- _Directions_:
A - In the researcher profile, at which lab is the Ph.D. work carried out?
B - Resume the researcher profile from its final sentence onward.

== Text provided

I am a Ph.D. candidate at Purdue University, working on Natural Language Understanding with Dr. Julia Taylor Rayz at the AKRaNLU Lab. As an AI researcher dedicated to developing trustworthy NLP approaches for online safety, I’m passionate about creating solutions that combine structured knowledge representations, model calibration, and robust neural architectures. My goal is to advance scalable and reliable AI safety mechanisms for risk mitigation in high-stakes online environments, where subtle and implicit harms go unnoticed more often than explicit harmful behaviors.
Currently, I am finishing up my PhD dissertation on methodologies for detecting covert harmful behaviors, particularly grooming attempts, in online communications using large language models. By addressing fundamental challenges in model reliability and semantic understanding, my work centers on two complementary approaches:
Model Calibration for Detecting Subtle Signals I investigate techniques to improve LLM calibration during training and fine-tuning phases, specifically targeting the identification of subtle linguistic patterns characteristic of grooming behaviors. This work aims to develop models that can accurately detect implicit and covert harmful content while maintaining appropriate confidence levels in their assessments.

====
== Records provided

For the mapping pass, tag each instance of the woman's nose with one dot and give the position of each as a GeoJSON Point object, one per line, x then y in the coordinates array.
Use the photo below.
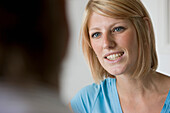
{"type": "Point", "coordinates": [108, 41]}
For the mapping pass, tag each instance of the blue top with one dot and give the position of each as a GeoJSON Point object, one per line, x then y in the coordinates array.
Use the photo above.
{"type": "Point", "coordinates": [103, 98]}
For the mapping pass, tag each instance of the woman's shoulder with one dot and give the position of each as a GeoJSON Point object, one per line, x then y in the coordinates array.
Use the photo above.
{"type": "Point", "coordinates": [85, 99]}
{"type": "Point", "coordinates": [163, 82]}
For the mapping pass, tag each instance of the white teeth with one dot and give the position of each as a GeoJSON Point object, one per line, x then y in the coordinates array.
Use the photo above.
{"type": "Point", "coordinates": [114, 56]}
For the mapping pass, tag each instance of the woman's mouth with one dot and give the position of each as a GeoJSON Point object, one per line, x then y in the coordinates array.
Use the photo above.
{"type": "Point", "coordinates": [114, 56]}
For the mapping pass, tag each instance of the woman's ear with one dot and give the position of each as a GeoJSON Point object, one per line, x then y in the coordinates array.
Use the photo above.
{"type": "Point", "coordinates": [147, 21]}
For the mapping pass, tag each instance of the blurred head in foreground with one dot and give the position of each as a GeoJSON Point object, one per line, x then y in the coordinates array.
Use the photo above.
{"type": "Point", "coordinates": [33, 41]}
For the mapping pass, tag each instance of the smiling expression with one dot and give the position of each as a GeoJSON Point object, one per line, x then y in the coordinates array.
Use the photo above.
{"type": "Point", "coordinates": [114, 41]}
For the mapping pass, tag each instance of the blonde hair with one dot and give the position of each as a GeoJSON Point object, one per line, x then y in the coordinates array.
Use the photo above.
{"type": "Point", "coordinates": [134, 11]}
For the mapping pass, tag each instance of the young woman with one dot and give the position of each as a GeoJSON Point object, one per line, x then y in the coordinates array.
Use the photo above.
{"type": "Point", "coordinates": [119, 44]}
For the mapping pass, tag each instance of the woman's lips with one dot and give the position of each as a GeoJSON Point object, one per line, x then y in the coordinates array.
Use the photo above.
{"type": "Point", "coordinates": [114, 56]}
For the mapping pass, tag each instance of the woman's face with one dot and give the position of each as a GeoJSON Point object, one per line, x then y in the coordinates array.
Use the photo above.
{"type": "Point", "coordinates": [114, 42]}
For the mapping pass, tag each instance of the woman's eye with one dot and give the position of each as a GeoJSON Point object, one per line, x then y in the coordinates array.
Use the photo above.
{"type": "Point", "coordinates": [95, 35]}
{"type": "Point", "coordinates": [118, 29]}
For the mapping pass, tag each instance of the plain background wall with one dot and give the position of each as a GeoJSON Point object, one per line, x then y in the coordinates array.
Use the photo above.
{"type": "Point", "coordinates": [76, 73]}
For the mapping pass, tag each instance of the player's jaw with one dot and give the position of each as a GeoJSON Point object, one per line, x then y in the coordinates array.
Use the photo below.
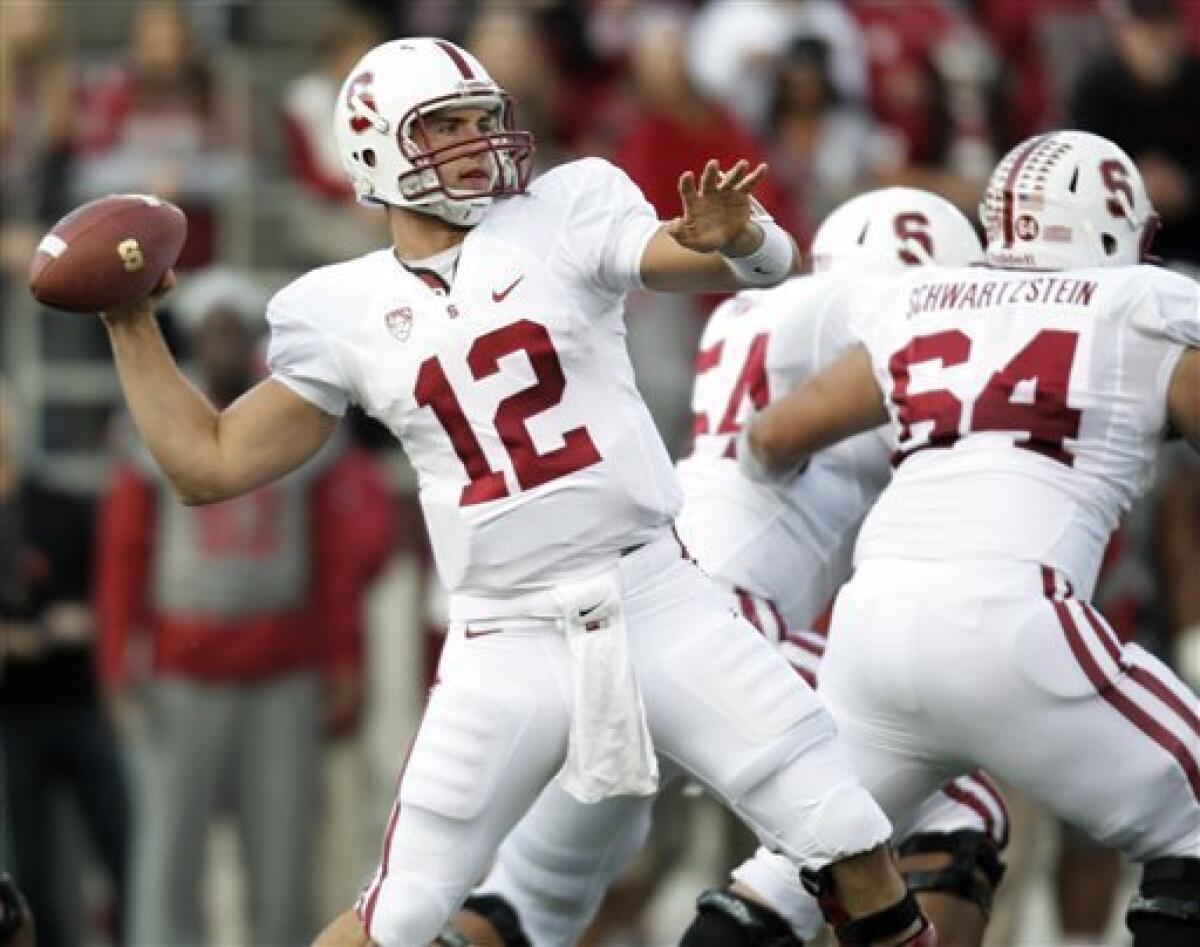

====

- _Activity answers_:
A - The AKRaNLU Lab at Purdue University.

B -
Structured Knowledge for Context-Aware Detection My second research area explores methods for incorporating structured knowledge regarding communication patterns and the heuristics they frequently appear as, within computational models to better recognize harmful language patterns. I aim towards systems capable of improved “social reasoning”, particularly in the context of entrapment situation models.